*Work instructions:*
Set out each line of the rows below as a JSON list of strings, one string per line, and leave out any blank lines.

*Entries:*

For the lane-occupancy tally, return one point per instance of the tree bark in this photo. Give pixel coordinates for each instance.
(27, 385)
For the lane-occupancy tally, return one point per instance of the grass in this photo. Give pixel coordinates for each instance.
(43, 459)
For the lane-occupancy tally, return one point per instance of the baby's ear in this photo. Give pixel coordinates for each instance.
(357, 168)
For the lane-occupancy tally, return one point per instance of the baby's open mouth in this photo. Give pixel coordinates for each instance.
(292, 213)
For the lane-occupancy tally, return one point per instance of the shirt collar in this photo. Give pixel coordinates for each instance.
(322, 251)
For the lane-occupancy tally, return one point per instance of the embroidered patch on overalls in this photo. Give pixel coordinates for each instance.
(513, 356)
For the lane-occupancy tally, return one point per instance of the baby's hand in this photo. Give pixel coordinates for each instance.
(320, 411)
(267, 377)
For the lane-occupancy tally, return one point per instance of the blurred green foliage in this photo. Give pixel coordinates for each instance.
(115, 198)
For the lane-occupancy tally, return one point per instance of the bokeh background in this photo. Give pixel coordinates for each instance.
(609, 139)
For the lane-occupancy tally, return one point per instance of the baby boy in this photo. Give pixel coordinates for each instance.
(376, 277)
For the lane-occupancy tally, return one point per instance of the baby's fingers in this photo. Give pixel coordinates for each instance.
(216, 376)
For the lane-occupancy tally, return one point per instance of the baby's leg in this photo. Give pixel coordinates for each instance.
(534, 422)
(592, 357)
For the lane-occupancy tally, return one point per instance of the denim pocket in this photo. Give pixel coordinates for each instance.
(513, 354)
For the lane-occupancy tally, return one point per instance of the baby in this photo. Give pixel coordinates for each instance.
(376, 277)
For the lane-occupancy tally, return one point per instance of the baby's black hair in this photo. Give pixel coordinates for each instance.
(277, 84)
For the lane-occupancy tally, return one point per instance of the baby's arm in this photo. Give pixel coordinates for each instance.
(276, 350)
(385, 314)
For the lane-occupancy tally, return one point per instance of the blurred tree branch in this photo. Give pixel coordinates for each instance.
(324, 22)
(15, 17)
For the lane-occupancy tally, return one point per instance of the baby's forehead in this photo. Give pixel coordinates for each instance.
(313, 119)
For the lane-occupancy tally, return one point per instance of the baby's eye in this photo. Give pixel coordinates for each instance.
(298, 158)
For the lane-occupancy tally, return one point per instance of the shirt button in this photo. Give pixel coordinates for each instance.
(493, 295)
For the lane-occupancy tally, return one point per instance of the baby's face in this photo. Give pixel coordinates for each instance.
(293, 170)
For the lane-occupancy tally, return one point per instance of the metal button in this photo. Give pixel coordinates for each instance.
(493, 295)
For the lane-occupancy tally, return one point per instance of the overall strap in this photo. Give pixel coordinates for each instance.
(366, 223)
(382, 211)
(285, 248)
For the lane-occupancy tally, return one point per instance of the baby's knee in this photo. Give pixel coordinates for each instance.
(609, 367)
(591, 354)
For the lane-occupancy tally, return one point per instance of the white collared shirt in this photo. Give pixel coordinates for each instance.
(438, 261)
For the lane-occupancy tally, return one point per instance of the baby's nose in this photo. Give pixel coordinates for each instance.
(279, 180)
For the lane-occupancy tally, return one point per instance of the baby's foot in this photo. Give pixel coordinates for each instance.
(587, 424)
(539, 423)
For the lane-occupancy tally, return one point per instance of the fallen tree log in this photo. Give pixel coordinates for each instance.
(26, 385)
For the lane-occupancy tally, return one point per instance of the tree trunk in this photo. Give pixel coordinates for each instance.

*Full output:*
[
  "For the lane-occupancy tally, return one point per instance of the tree bark in this photo. Give pixel coordinates for each instance.",
  "(27, 385)",
  "For the lane-occupancy tally, return one point per instance of the grass in this photo. Give pixel coordinates for each instance.",
  "(43, 459)",
  "For the lane-occupancy tally, return one point per instance of the baby's ear in this photo. Give pixel coordinates for each instance.",
  "(357, 168)",
  "For the lane-occupancy tally, return one point per instance of the baby's open mouth in this photo. Give pixel coordinates for each instance.",
  "(292, 213)",
  "For the lane-occupancy tally, return one point per instance of the shirt collar in this photo. Give pixel coordinates for each instance.",
  "(322, 251)",
  "For the lane-occupancy tally, return one point per instance of the embroidered patch on overalls in this photo. Give pixel coordinates for each instance.",
  "(513, 356)",
  "For the lane-occupancy tally, return one point per instance of the baby's hand in this photo. Give pixel coordinates for each instance.",
  "(320, 411)",
  "(267, 377)",
  "For the lane-occupancy tally, return one point per instance of the blurred green foliage in this photo. Give pixel coordinates for each instance.",
  "(115, 198)",
  "For the lane-occupancy tally, return one point per instance of the bokeh background in this photo. Give pixel coordinates for each instance.",
  "(609, 139)",
  "For the lane-occupancy tally, return one point per instance of the baby boy in this photo. Give pixel coordinates for each instance.",
  "(376, 277)",
  "For the lane-occupancy tally, return one point per instance of the baby's fingers in this photo. Give pixel coordinates for each instance.",
  "(216, 376)",
  "For the lane-occupancy tally, return one point per instance of the baby's leg in this photo. Give pixel coordinates for each instance.",
  "(534, 422)",
  "(592, 357)",
  "For the lane-occupancy tally, return one point per instance of the denim pocket in this photo. Give pixel coordinates for each instance.",
  "(513, 354)",
  "For the lane-occupancy tally, return one point per instance of the baby in this photo. Give pixel coordinates for each instance.",
  "(376, 277)",
  "For the lane-occupancy tally, return one point per instance of the baby's black hair in this photo. Give pixel coordinates for each instance.",
  "(277, 84)",
  "For the lane-occupancy tally, return one point per instance of the baby's arm in this photo. Give pixel coordinates for each instance.",
  "(276, 350)",
  "(385, 314)",
  "For the lane-occupancy tally, return one point per instance of the blurred tree branch in this photo. Give pixel coordinates for each instance.",
  "(324, 22)",
  "(15, 17)",
  "For the lane-occupancy tally, return one point per instance of the baby's forehead in this photo. Give pixel coordinates for each instance.",
  "(313, 119)",
  "For the lane-occupancy tally, return one point per instance of the baby's eye in this photo. Give pixel coordinates for each instance.",
  "(298, 158)",
  "For the lane-occupancy tally, return one point per instance of the shirt button in this photo. Give pixel coordinates for each instance.",
  "(493, 295)",
  "For the lane-occupancy tally, return one point per instance of the baby's face in this photo. Give pixel coordinates for each instance.",
  "(293, 170)",
  "For the lane-occupancy tally, return one point per instance of the metal button in this photo. Give pixel coordinates for each instance.",
  "(493, 295)",
  "For the lane-occupancy tally, return one point per instance of the overall strap in this photo. Give pixel coordinates for each instance.",
  "(366, 223)",
  "(382, 211)",
  "(285, 248)",
  "For the lane-occupancy tally, return one point per instance of the baby's knee in this photo. Give pixel coordinates for each instance.",
  "(609, 367)",
  "(591, 354)",
  "For the lane-occupancy tally, return one point per instance of the white collared shirt in this photo. Give pixel coordinates for each instance.",
  "(438, 261)",
  "For the lane-occupancy tally, return one point per instance of the baby's nose in this photo. Give pixel coordinates for each instance.",
  "(279, 180)",
  "For the lane-occupancy tally, return one point per instance of the baby's foot in this photo. Give pixel coordinates for each instance.",
  "(587, 424)",
  "(539, 423)",
  "For the lane-occupancy tally, return one point per instance of the fallen tree log in this photo. Give pixel coordinates for each instance.",
  "(26, 385)",
  "For the lane-occupancy tally, return one point per instance of the tree trunk in this photo. Give pixel coordinates for each instance."
]